WHAT THE EXERCISE ASKS —
Write out, word for word, the stretch of the essay on alignment in management from "but from the" through "and reveal talent.".

──────── TEXT PASSAGE ────────

For years, management has repeated the same mantra: we must be aligned.

Strategic alignment. Team alignment. Goal alignment. Alignment with the vision.


The word is reassuring.

It creates the illusion of control.


But in a world that has become complex, unstable and interconnected, alignment has turned into a simplifying word used to think a complex reality. A comfortable concept inherited from another time.


Alignment: a geometry that is too simple



Two points are always aligned.

A line connects point A to point B, without detours, without hesitation.


This geometry was effective for a long time: a clear direction, a single axis, a controlled trajectory.

But a straight line leaves no room for doubt, for learning, or for enrichment along the way.


To be aligned is to agree on a direction, not to question its relevance through contact with reality.


Yet reality never moves in a straight line.



An inheritance from command and control



In day-to-day practice, “being aligned” often means one thing: agreeing with one’s superior.

Not making waves. Adjusting one’s discourse. Validating more than questioning.


Behind ths word lies an inheritance from "command and control": a system that was effective in a stable world, but becomes unsuitable when uncertainty turns structural.


The problem is not moral.

It is structural.



Complexity: what alignment prevents us from seeing



Companies no longer operate in a world of simplifying procedures, but in a complex world:

unstable,

interconnected,

shaped by constant shocks.


In this context, alignment becomes a form of impoverishment.

It reduces diversity of perspectives,

slows adaptation,

and turns debate into validation.


A highly aligned organisation gradually becomes an organisation that no longer learns.



Alignment also creates unhealthy managerial tension



Beyond ways of thinking, alignment creates unhealthy tension within teams.


A tremendous amount of energy is spent aligning discourses, objectives and decisions that become misaligned as soon as reality shifts.

Continuously aligning unstable points is exhausting.


This tension fuels defensive behaviours:

more control, more reporting, more pressure to “stay on track”.


A vicious circle emerges: the more unstable the world becomes, the more alignment is reinforced, and the more the organisation rigidifies and exhausts itself by investing energy in the wrong place.



Changing geometry: from line to network



It is time to change the conceptual framework.

And above all, to change our mental geometry.


Rather than spending energy aligning points along a line, we must learn to connect them and think in terms of networks.


Steve Jobs spoke of “connecting the dots” to explain how new ideas emerge and how individual and collective creative power develops.

This intuition is deeply relevant for organisations.


In a complex world, performance no longer comes from alignment,

but from the ability to:

create connections,

enable dialogue between different perspectives,

link scattered information,

stimulate initiative and reveal talent.


A network of intelligences is infinitely more robust than a perfectly aligned chain.

──────── RECORDED DATA ────────

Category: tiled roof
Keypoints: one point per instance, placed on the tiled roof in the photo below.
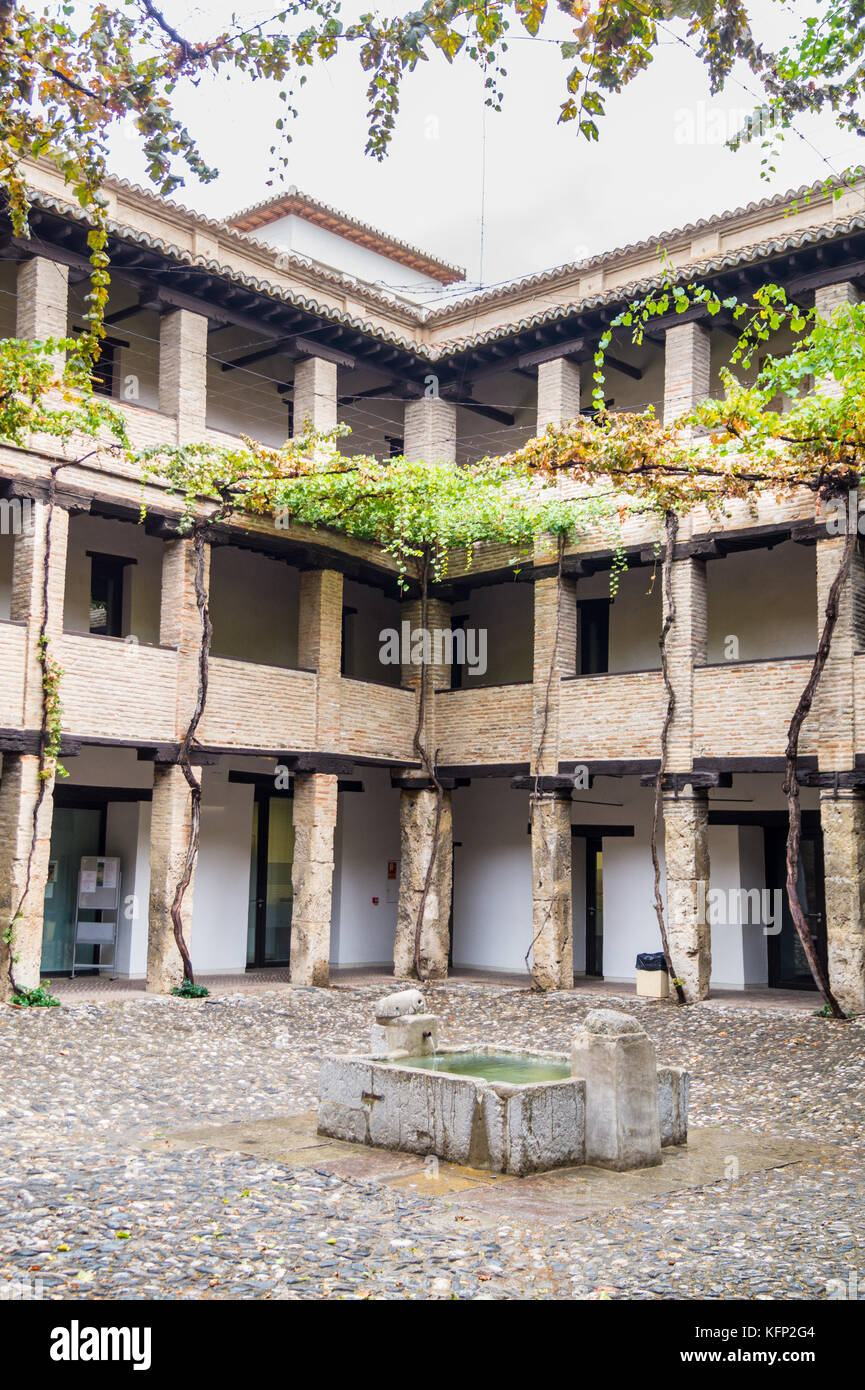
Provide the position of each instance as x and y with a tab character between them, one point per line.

────────

SOLUTION FOR THIS TASK —
but from the ability to:

create connections,

enable dialogue between different perspectives,

link scattered information,

stimulate initiative and reveal talent.